Eco-warriors: Climate change fuels new literary genre

Eco-literature is a new genre and one which author Inga Simpson is excelling at, as her new book of short stories shows.

Apr 27, 2026, updated Apr 27, 2026
Inga Simpson's new book of short stories is a fine example of the new genre of eco-literature.
Inga Simpson's new book of short stories is a fine example of the new genre of eco-literature.

Australian writers including Robbie Arnott, James Bradley, Katherine Johnson, Madeleine Watts and Charlotte Wood have published significant novels concerned with the elements and subject matter that define eco-literature.

That is, namely, the relationships between human beings and the environment, between the human world and the natural world.

Inga Simpson has quietly become one of the most significant contributors to the local eco-literary canon with her six novels (including Willowman and The Thinning) and now her collection of short stories, Once We Were Wildlife. 

Comprising 12 short stories and one poem, these are evocatively written and deeply stirring tales that explicitly underscore humanity’s intimate and innate connection to the environment, how human activities affect it and how it, in turn, affects humans.

• [Material provided]
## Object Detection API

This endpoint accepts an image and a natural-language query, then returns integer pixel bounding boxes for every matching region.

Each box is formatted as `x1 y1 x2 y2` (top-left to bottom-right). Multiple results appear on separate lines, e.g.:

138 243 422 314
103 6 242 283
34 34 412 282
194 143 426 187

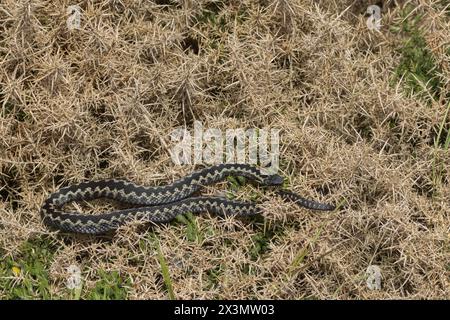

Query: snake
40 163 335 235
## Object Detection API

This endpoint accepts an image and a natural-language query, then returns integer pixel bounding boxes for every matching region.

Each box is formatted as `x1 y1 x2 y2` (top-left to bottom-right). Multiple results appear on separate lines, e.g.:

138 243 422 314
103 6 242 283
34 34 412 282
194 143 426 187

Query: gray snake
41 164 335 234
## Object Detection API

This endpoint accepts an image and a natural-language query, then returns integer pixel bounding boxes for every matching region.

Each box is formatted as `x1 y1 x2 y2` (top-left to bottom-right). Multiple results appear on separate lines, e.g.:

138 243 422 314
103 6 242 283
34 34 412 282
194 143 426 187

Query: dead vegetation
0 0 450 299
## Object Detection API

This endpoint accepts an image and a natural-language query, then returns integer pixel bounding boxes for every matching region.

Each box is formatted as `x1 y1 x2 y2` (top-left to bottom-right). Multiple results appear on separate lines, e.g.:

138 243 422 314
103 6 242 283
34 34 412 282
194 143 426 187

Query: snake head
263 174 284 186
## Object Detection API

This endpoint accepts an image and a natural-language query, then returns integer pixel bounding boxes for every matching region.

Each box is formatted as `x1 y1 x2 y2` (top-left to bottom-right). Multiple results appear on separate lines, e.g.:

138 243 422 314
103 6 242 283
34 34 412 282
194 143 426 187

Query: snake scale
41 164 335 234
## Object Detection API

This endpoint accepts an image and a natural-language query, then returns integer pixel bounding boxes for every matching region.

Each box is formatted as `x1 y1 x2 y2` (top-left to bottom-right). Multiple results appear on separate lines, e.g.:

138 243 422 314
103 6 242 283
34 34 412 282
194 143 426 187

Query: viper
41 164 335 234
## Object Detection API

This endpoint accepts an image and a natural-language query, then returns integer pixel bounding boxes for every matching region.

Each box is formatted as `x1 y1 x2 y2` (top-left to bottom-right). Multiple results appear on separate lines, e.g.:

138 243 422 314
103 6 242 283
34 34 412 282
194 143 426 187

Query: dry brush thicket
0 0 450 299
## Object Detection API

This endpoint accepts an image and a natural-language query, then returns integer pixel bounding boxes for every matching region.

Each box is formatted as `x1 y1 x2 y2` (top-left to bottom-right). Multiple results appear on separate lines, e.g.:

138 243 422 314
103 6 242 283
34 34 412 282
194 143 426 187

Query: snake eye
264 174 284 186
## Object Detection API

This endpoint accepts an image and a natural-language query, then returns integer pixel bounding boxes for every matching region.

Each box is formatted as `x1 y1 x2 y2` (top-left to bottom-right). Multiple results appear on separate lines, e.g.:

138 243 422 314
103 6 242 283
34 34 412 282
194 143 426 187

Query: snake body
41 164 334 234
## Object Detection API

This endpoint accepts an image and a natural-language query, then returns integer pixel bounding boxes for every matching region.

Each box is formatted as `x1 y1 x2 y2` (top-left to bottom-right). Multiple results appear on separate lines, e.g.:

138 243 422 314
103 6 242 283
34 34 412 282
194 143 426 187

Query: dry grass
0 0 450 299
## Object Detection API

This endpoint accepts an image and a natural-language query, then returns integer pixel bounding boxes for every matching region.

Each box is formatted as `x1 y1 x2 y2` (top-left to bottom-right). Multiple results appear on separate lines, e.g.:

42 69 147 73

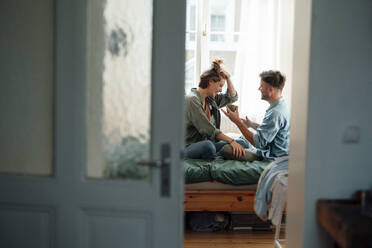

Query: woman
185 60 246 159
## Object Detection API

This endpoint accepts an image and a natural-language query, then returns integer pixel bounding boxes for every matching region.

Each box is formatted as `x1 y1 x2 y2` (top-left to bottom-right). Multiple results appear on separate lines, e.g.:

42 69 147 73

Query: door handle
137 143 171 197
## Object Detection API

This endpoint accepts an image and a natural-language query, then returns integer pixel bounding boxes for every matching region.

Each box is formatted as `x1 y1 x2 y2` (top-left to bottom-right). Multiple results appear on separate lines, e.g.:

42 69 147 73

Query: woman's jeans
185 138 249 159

• [Aim] In the eco-literature article, what does Inga Simpson's collection Once We Were Wildlife comprise? Answer from the eco-literature article alone.

• [Written answer] 12 short stories and one poem.